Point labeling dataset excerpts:
◇ ◇ ◇ ◇ ◇
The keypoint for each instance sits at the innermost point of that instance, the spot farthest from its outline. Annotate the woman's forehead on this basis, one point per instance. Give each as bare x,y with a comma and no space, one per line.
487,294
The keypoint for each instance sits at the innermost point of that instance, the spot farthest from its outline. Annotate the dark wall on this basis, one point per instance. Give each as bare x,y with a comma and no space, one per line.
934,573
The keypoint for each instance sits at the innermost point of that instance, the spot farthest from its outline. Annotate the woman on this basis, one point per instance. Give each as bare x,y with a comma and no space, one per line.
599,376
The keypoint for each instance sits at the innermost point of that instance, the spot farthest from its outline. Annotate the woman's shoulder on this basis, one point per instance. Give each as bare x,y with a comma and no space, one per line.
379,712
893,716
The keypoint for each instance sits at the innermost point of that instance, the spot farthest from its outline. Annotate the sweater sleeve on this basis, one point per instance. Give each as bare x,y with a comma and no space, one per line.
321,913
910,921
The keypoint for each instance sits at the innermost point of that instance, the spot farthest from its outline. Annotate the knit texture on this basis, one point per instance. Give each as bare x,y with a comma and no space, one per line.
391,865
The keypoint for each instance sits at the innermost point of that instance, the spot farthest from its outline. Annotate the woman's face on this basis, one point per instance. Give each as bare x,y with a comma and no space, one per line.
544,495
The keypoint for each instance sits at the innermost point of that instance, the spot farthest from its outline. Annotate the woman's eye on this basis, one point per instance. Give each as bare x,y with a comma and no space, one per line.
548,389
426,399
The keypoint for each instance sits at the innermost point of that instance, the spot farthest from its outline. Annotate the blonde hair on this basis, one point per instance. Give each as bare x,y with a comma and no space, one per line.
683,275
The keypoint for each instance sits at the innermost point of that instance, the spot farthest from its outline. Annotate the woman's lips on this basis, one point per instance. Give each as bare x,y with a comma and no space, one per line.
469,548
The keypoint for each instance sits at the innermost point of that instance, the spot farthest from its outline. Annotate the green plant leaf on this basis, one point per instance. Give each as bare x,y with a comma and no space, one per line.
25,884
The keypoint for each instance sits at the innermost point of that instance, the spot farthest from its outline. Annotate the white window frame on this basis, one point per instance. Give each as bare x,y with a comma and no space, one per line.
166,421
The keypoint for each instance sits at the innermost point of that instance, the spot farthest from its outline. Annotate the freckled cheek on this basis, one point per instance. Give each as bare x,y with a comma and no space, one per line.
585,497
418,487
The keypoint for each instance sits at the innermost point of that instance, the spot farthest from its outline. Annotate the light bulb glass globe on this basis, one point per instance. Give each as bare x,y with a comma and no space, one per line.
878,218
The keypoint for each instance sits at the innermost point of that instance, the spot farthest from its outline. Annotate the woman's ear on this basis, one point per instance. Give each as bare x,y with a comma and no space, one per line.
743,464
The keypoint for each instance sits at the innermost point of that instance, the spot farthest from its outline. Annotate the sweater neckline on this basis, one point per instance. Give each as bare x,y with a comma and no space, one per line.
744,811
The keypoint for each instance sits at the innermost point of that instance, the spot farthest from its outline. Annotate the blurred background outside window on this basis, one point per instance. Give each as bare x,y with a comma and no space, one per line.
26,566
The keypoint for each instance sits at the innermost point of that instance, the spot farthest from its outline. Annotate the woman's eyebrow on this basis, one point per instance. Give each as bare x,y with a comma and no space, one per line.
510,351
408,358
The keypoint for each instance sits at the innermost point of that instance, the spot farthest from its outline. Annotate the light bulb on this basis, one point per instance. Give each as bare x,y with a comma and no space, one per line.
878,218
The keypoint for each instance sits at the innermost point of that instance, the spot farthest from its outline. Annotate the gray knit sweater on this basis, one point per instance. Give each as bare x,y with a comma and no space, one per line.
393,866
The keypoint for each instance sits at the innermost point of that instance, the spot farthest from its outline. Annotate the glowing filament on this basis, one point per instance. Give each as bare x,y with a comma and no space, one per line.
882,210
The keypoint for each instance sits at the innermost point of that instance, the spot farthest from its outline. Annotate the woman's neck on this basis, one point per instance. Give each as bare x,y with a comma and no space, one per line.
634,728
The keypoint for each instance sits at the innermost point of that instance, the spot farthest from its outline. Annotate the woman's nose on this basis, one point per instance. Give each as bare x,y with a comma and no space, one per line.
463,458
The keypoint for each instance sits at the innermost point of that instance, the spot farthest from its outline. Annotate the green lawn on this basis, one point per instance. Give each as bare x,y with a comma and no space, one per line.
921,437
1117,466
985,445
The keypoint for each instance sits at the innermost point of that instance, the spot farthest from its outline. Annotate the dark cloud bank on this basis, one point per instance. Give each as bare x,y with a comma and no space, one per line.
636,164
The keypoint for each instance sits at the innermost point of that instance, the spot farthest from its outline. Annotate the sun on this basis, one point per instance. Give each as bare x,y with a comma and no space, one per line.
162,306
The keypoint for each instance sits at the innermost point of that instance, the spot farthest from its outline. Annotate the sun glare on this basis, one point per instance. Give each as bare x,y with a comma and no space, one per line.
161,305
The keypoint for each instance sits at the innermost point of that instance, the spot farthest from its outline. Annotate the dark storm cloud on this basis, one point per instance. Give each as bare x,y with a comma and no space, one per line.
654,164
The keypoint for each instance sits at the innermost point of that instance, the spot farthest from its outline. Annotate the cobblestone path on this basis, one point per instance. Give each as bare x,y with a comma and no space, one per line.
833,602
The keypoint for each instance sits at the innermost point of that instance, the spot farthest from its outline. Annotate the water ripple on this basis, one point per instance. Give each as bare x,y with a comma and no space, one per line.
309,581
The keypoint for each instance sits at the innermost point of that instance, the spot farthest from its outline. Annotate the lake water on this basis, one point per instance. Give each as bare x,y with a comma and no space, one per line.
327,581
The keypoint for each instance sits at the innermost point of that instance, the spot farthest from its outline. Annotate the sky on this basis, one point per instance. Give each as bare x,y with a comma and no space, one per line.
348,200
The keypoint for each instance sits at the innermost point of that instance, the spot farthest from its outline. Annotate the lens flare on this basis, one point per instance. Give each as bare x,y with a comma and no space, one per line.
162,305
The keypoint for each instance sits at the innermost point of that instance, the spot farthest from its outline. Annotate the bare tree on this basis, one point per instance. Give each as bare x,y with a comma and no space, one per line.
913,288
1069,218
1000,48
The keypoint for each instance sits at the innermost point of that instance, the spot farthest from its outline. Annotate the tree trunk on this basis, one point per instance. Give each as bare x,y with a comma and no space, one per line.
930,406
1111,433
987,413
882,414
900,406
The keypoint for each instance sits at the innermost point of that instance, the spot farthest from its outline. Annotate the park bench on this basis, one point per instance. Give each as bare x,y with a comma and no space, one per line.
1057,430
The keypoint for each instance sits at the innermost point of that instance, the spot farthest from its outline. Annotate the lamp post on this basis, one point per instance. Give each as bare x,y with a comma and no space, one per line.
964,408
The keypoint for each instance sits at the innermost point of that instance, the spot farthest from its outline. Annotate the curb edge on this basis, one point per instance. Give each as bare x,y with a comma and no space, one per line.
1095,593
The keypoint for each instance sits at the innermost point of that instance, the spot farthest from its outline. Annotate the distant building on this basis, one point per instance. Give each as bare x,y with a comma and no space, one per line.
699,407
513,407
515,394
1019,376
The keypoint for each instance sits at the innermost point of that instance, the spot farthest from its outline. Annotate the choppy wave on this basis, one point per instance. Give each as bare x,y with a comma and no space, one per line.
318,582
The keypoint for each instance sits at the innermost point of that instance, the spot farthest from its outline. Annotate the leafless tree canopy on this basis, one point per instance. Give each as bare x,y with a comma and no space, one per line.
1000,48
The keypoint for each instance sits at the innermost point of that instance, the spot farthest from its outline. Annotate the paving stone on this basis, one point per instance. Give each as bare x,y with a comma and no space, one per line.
◇ ◇ ◇ ◇ ◇
▸ Set problem
Each entry above needs to be retyped exactly.

▸ Written answer
The keypoint for each instance sits at the innermost point of that instance, the spot farthest from its outline. Annotate the woman's forehead on this basis, one point per instance. Give each as bare x,y with a comma and no space, one per line.
487,294
The keypoint for each instance sits at the innermost point of that instance, the spot farthest from its outline. Annotate the dark wall on this basis, one point per instance. Give each as bare x,y with a comma and no space, one per line.
934,573
The keypoint for each instance sits at the innermost point of that instance, the spot farthest from its outline. Annotate the woman on this basis, one point per instance. Give each as bare x,y with a comma and no space, one per line.
599,376
The keypoint for each instance sits at the innermost point of that instance, the spot farthest from its outline. Annotate the woman's shoulder on this basis, one point per instance. Give each as bare x,y with a comma and no space, one per line.
379,712
893,716
The keypoint for each instance sits at the innermost point of that instance, the spot farthest from its outline. Annotate the sweater sleeve on this basis, one point per instance. Give each as bare x,y with a comma and no space, one per line.
321,913
910,921
The keypoint for each instance sits at the innermost point of that instance, the spot farthest from its outline. Annotate the knit texture on this basis, one point per instance. Give each as bare x,y with a comma and no space, one per line.
391,865
The keypoint for each instance sits at the innermost point of that instance, the spot farthest from its outline. Annotate the woman's face on this basis, one point per instance. Give each as bare x,y with a comma and no space, one per line.
544,495
The keypoint for each instance sits at the innermost point of that instance, the spot farthest from its outline. Annotate the woman's eye on this basis, one point per instance. Give each as bare x,y with a comma and no space, one per line.
548,389
426,399
The keypoint for each instance sits at the innermost point of that instance, the spot farthest from its outline. Annotate the blonde hair on this basis, one point per instance. Give each as bare x,y with a comma and no space, one per line.
683,275
The keypoint for each instance sits at the innermost point of that instance, the spot farthest from its outline. Annotate the woman's lips on this basis, one point per instance. Give each as bare x,y with a comma and no space, one per line.
469,548
The keypoint for each instance sits at the innermost point of that instance, the spot farthest from its outline. Annotate the green plant leaf on this basis, one point per instance. Give each as bare x,y with a comma and no space, one per line.
25,884
The keypoint for each instance sits at the innermost point of that instance, the spot farthest from its outline. Annotate the white window frame on this basis, one point per instance. Give each as bare x,y with a comma and no space, one per line.
166,421
The keypoint for each instance sits at the innermost point of that instance, the spot farthest from its outline. Annotate the freckled cheek on this basis, one point per instance. Give each as bare x,y with a comma and no space, one per line.
585,497
418,487
The keypoint for each instance sits at the innermost point of that instance, the spot farthest from its outline. Annotate the light bulb glass globe on this basis, one point per instance. Give each as bare x,y with a comma and no space, one per line.
878,218
The keypoint for each instance sits at the innermost point of that instance, the spot farthest from its outline. Annotate the woman's ear on this basis, one point per instance. Give each as bare x,y with a comma and no space, one per line.
743,464
The keypoint for each instance sits at the innermost point of that instance, the spot farthest from its outline. Annotate the sweater neckline on this basis, one point per instance. Give each as bare x,y with a comma and no space, one per line.
744,811
The keypoint for each instance sits at the innermost point of that instance, the spot farthest from its outline. Annotate the blurred background outside window on this basis, one point per instance. Give each as bare x,y with a comma and no space, one per line.
26,566
The keypoint for each instance sits at the innermost point of that instance, the spot farthest from its outline. Annotate the woman's eyebrow on this basis, one point per instance. Give each as bare x,y with a comma and no space, one per line.
510,351
408,358
The keypoint for each instance sits at the innermost point of that instance, the spot farthest from its outline. Annotate the light bulb on this basis, one point per instance. Give each as bare x,y with a comma and no space, one per line.
878,218
The keypoint for each instance sits at the innermost point of that instance, the spot farthest from its outline. Annotate the gray knit sweater on this basis, one point per instance. Give each as bare x,y with a comma and no space, one per line.
393,866
The keypoint for each instance sits at the innermost point of that instance, the spot farthest from its outline. Annotate the glowing filament on this basis, one point per instance. Give each as bare x,y with a comma and no space, one per line.
882,210
The keypoint for each instance sits at the innermost point of that instance, the spot farthest from its outline. Annotate the woman's neck on this basis, one point per instance. Give each as bare x,y with a comma and no space, one per line.
634,728
The keypoint for each instance sits at the innermost point of that instance, the spot farthest from its outline. Annotate the woman's nose on this basis, one point per instance. Give each as bare x,y with a comma and no space, one per line.
463,458
The keypoint for each instance sits at the innermost point of that instance, the spot farthest from its outline. Annotate the green lawn on this basis, one point per instance. Give each as bare x,y with a comma and no space, one per line.
921,437
1117,466
985,445
The keypoint for each instance sits at the innermost point of that instance, the spot farthest from its outline. Annotate the dark cloud bank on this basis, one point per instance. Give each as bare x,y with a comma and no space, one per line.
636,164
The keypoint for each instance sits at the innermost point of that instance, the spot farthest from its outline. Annotate the sun on this basis, one point per instance. Give each as bare x,y with a comma and no space, one per line.
162,306
The keypoint for each instance sits at the innermost point of that instance, the spot farthest from its outline. Annotate the sun glare on this basis, one point per instance. Give each as bare x,y with a comma and no space, one per line.
161,305
The keypoint for each instance sits at the innermost point of that instance, the spot farthest from its outline. Annotate the dark storm cloud on this basis, one point per instance. Give each as bare x,y with a comma and no space, one per line.
654,164
The keypoint for each instance sits at the innermost point of that instance, the spot farthest from its outline. Annotate the cobblestone path on this basis, one point per instance. Give each as bare x,y with a comma and no space, one per line.
833,602
The keypoint for each instance sits at the innermost point of that instance, the spot farthest from its outline. Annotate the water ripple on this basis, one point per instance. Give each as bare x,y with a comma and no space, one per line.
309,581
The keypoint for each instance sits at the innermost point of that instance, the spot farthest from its outline. Annotate the lake water on this basis, one point per instance. Give each as bare x,y with a comma and no space, one per line.
327,581
The keypoint for each instance sits at the innermost point of that instance, the spot farthest from its outline. Annotate the sky on this basis, one point per instance. Give each as bare x,y with a comma and no space, one per line.
348,200
The keypoint for each instance sits at the innermost point of that instance, the spot farthest from its outline. Annotate the lens flare on this basis, one point per instance. Give each as bare x,y with a comma and no space, one per line.
162,305
The keypoint for each instance sits at the innermost point of that instance, the spot farthest from its outline. Annotate the bare tree on this basis, one point per instance. Give each as bare x,y with a comma and no space, one per line.
913,288
1069,218
1000,48
The keypoint for each instance sits at the innermost point of that instance, the spot farthest from its outline. Annotate the tree trunk on this basis, one point per instance. Give each as bare x,y with a comma and no space, one per line.
930,406
1111,433
987,413
882,414
900,406
The keypoint for each instance sits at the innermost point of that instance, the spot farthest from its outline. Annotate the park bench on this basis, one point per instance. Give each as bare x,y with a comma and no space, one per line.
1057,430
The keypoint for each instance sits at the innermost point of that instance, the spot farthest from its outline. Annotate the lamp post on this basis, one point per instance. Give each as bare x,y with a comma and no space, one per line.
964,408
The keypoint for each instance sits at the innermost point of that instance, the spot farthest from its outline. Annotate the curb edge on this basis, one point per instance. Give each as bare x,y with a comma and no space, one per line.
1095,593
The keypoint for each instance sits at the innermost point of that instance, the spot farthest from its outline. Annotate the distant building on this basis, one point per instance. Give each as bare x,y with a comma and no space, one per line.
699,407
513,407
515,394
1019,376
The keypoint for each instance sits at the innermost point of that instance, the spot farthest from its outline. Annotate the choppy wave on this basis, one point per instance. Give each as bare x,y with a comma and no space, one per line.
318,582
The keypoint for each instance sits at the innermost point of that instance, the spot farthest from its outline. Annotate the leafless tree canopy on this basis, one point per instance. Give each as bare x,y with a comma and no space, one per line.
1000,48
The keypoint for each instance sits at the innermost point of that instance, the spot farthest from its outline. Annotate the paving stone on this basis, one point per instance. Give each as bare x,y with a comma and no space, one per line.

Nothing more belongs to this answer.